### Task goal
Extract from the entries below, exactly as given, only the lines from the line containing "pixel 274 323" to the line containing "pixel 137 174", both lines included.

### Material for the task
+---+

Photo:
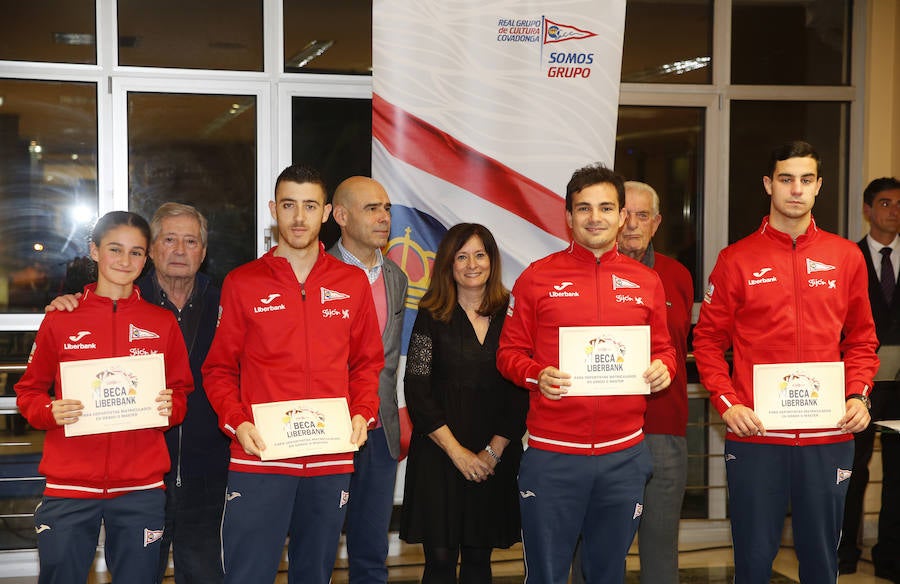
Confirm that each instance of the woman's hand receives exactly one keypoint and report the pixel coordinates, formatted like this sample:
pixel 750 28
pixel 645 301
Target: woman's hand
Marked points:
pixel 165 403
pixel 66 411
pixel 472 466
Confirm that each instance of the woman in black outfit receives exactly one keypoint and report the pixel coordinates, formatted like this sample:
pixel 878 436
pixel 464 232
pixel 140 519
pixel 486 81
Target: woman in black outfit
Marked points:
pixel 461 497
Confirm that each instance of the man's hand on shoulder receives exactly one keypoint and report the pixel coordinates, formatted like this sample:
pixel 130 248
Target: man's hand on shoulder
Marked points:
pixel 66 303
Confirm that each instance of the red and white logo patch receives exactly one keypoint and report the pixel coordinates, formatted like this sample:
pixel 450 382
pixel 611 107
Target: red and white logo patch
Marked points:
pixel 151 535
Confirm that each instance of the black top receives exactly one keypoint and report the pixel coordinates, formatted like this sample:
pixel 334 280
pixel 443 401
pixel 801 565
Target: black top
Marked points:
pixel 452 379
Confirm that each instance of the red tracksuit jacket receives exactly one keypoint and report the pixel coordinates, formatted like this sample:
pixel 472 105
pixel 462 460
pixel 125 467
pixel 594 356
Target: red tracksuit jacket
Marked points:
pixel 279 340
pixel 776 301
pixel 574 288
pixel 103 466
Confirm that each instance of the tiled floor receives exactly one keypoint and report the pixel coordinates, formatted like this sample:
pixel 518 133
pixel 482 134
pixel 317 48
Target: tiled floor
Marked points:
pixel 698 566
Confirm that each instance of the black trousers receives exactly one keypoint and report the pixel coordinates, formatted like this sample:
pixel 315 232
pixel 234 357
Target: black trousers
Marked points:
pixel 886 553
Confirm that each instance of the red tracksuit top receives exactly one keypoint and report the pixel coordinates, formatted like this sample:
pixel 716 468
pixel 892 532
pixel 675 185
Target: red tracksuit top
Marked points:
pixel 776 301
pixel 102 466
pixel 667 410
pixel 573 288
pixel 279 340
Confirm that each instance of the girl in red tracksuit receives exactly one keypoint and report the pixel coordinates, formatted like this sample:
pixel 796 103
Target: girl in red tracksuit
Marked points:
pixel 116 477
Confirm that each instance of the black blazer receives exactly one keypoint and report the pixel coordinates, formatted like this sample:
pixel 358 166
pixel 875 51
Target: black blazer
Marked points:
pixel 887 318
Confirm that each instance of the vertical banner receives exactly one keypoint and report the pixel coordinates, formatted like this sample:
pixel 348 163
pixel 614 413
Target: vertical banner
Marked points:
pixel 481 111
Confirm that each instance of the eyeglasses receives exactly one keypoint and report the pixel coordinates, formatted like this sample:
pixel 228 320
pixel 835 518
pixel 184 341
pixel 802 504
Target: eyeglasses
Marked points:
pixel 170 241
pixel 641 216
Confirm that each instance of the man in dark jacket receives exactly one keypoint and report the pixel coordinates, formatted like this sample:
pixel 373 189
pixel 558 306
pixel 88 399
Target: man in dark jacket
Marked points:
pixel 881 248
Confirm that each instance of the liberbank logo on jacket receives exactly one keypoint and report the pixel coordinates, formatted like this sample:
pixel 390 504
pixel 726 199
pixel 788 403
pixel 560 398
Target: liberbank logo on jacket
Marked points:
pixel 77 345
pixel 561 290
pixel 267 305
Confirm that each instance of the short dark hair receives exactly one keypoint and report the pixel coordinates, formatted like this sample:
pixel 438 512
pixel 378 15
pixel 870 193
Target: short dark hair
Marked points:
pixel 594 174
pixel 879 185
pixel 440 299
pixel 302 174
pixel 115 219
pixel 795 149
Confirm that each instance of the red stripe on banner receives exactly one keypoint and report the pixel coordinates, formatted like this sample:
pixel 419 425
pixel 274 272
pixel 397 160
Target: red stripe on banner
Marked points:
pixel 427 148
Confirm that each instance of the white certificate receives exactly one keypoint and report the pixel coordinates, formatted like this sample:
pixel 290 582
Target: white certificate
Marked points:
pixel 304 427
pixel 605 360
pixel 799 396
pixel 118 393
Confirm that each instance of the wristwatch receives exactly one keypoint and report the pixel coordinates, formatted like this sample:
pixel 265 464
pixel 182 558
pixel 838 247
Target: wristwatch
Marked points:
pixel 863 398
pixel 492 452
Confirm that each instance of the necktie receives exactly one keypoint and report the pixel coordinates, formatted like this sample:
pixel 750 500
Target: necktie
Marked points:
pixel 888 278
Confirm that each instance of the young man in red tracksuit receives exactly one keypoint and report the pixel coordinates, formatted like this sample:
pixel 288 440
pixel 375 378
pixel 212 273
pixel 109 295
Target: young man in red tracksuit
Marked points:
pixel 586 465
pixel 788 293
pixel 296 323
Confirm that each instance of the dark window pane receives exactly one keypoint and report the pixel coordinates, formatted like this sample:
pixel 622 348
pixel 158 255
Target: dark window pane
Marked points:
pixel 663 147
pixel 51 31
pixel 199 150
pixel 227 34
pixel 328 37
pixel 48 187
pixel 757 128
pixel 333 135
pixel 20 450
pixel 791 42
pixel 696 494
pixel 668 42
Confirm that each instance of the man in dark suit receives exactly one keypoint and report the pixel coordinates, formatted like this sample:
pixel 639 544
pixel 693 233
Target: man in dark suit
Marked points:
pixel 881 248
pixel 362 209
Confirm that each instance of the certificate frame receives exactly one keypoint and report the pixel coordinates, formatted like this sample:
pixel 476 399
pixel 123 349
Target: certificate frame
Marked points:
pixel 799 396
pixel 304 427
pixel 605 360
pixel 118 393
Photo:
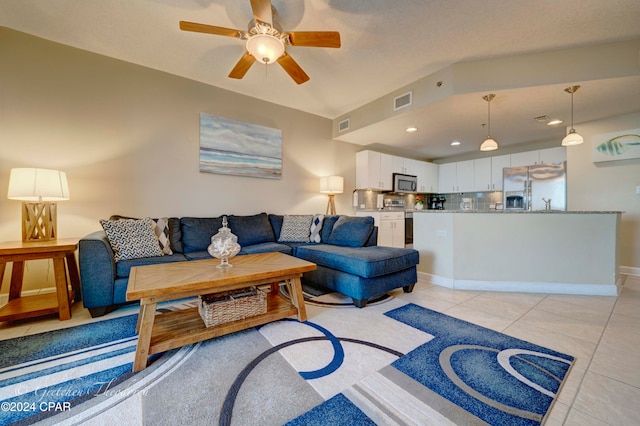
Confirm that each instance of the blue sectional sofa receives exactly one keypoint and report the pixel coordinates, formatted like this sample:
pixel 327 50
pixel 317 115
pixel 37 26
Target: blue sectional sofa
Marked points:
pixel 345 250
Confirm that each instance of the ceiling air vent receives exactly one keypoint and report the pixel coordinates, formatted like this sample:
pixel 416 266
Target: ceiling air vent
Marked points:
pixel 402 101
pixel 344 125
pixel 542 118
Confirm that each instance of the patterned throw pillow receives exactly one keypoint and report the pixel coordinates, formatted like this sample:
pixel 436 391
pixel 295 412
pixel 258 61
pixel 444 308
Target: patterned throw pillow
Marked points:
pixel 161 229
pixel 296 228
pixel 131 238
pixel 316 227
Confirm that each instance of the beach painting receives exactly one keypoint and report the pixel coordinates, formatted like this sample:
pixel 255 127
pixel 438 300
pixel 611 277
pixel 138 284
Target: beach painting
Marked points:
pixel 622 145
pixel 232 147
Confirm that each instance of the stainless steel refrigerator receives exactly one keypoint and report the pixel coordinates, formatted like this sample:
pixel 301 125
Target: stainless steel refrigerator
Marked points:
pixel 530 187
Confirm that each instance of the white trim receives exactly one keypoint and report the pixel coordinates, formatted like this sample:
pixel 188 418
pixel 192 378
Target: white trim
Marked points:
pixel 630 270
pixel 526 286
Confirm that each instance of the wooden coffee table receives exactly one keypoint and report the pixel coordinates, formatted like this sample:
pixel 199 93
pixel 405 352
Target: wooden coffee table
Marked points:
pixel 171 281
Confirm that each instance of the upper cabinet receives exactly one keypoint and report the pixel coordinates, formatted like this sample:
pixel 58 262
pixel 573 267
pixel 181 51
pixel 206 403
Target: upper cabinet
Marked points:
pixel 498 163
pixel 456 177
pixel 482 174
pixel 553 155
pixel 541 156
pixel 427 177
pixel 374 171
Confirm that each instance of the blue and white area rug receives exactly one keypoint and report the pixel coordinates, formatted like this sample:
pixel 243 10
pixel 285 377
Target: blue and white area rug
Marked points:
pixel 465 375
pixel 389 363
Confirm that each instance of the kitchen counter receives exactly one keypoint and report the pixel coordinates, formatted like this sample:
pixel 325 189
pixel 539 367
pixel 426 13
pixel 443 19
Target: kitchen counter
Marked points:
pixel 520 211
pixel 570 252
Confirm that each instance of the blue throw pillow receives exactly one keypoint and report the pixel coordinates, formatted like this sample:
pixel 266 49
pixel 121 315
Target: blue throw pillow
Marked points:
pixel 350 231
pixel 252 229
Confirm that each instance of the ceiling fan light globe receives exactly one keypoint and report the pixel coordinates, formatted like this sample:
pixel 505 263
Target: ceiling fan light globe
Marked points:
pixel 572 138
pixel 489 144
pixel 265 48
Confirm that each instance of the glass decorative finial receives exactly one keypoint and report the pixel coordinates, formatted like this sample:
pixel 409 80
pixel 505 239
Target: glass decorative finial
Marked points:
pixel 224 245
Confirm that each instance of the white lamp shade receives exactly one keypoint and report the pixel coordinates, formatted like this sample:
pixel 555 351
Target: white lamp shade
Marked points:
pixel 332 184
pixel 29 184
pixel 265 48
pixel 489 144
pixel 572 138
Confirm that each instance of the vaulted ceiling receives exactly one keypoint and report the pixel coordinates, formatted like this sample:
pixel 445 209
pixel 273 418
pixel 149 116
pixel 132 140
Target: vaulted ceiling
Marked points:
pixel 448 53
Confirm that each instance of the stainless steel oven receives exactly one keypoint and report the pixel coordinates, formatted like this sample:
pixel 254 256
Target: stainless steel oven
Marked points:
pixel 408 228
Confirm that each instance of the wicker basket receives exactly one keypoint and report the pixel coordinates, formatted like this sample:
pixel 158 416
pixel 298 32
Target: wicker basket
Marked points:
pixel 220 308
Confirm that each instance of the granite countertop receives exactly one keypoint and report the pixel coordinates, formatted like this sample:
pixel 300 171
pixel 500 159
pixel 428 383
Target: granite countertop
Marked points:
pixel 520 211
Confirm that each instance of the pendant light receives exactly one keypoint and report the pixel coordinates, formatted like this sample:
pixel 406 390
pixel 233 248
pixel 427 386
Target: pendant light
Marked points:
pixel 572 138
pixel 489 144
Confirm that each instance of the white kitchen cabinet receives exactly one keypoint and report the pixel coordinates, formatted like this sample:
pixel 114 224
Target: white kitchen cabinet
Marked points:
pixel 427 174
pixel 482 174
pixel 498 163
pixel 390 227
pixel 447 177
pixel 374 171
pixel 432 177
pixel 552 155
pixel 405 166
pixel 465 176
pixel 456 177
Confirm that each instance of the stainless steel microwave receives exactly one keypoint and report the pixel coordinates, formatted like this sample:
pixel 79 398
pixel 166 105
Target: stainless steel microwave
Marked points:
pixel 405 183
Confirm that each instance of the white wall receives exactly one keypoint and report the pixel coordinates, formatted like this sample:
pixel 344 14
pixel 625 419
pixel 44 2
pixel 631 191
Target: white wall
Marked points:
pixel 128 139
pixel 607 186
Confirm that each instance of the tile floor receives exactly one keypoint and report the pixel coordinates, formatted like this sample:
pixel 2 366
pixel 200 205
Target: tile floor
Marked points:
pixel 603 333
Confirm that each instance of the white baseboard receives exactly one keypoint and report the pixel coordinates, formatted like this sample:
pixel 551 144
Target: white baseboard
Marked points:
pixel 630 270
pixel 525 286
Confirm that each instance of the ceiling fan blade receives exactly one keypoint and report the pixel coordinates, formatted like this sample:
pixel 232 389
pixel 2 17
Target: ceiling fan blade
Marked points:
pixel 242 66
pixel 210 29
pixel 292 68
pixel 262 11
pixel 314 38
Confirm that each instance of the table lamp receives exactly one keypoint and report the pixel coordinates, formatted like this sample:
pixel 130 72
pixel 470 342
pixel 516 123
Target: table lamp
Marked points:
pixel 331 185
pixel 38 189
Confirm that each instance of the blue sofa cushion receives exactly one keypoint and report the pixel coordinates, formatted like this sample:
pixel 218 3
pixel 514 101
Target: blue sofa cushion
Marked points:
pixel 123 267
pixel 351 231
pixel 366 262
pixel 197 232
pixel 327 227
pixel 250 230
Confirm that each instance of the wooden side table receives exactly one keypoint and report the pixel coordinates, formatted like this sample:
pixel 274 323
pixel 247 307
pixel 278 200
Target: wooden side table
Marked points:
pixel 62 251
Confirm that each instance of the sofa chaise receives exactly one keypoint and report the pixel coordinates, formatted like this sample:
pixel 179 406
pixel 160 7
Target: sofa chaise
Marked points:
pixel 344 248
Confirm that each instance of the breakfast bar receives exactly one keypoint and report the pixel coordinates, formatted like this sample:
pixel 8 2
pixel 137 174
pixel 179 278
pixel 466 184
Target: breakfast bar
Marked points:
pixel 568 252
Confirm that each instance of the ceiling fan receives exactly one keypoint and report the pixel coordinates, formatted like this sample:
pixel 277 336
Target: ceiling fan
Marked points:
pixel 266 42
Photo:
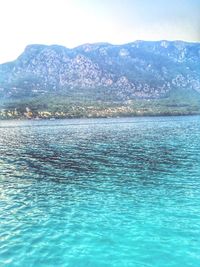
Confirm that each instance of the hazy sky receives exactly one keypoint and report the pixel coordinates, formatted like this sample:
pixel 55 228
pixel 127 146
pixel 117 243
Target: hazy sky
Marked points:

+---+

### Result of this task
pixel 274 323
pixel 247 307
pixel 278 200
Target: wooden side table
Marked points:
pixel 62 251
Confirm that each instance of the sofa chaise receives exactly one keypoint and report the pixel coordinates, formatted like this sample:
pixel 179 406
pixel 160 7
Target: sofa chaise
Marked points:
pixel 344 248
Confirm that each instance of the breakfast bar receives exactly one keypoint and report the pixel coordinates, formatted like this sample:
pixel 8 2
pixel 137 174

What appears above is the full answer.